== WHAT THE EXERCISE ASKS ==
Update everything from the start of the lines down to the line with "x=549 y=288" so that "vertical metal post" becomes "upright steel pole", leaving the rest unchanged.

== RAW DATA ==
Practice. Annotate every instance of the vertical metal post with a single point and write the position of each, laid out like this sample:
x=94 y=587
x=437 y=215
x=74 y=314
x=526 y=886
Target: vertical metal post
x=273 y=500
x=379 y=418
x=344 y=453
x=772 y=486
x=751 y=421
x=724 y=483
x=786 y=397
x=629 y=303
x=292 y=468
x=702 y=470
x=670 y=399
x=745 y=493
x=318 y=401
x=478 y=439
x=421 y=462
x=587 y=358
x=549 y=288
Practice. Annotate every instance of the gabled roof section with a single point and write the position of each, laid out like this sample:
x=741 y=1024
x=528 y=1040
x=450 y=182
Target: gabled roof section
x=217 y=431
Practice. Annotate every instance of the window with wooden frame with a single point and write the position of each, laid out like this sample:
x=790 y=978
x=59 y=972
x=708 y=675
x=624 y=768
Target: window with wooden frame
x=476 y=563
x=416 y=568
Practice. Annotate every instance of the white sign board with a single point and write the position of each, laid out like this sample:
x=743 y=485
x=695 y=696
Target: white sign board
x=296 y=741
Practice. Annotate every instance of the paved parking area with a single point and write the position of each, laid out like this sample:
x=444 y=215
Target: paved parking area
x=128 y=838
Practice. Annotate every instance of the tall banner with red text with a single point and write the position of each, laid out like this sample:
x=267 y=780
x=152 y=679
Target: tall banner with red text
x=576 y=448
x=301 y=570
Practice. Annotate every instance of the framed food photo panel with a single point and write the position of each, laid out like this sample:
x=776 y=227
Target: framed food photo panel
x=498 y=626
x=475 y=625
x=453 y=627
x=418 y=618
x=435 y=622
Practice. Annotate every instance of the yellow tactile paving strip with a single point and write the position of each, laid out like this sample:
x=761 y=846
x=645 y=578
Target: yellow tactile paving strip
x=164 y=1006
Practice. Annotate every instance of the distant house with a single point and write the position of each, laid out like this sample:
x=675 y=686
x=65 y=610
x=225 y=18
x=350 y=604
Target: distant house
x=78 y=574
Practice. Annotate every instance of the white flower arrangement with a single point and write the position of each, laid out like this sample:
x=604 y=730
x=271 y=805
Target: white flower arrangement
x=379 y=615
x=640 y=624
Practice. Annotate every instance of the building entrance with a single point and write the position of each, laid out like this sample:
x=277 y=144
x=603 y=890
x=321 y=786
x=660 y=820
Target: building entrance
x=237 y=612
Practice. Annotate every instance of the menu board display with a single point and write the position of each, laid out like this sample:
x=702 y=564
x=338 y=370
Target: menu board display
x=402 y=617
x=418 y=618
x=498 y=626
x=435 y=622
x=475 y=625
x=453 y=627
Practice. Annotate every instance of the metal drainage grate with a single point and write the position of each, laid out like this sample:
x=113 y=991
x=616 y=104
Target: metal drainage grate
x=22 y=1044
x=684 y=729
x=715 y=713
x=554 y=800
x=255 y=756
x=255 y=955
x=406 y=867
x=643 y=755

== THE OUTPUT ==
Practice. Annotate every instance of the upright steel pole with a single point and write the position of each, laid out like this sample:
x=94 y=587
x=437 y=215
x=74 y=314
x=526 y=886
Target: upright steel pole
x=273 y=500
x=379 y=418
x=344 y=453
x=772 y=486
x=751 y=421
x=724 y=483
x=786 y=397
x=629 y=303
x=292 y=468
x=702 y=470
x=670 y=399
x=745 y=493
x=318 y=401
x=478 y=439
x=421 y=462
x=587 y=358
x=549 y=288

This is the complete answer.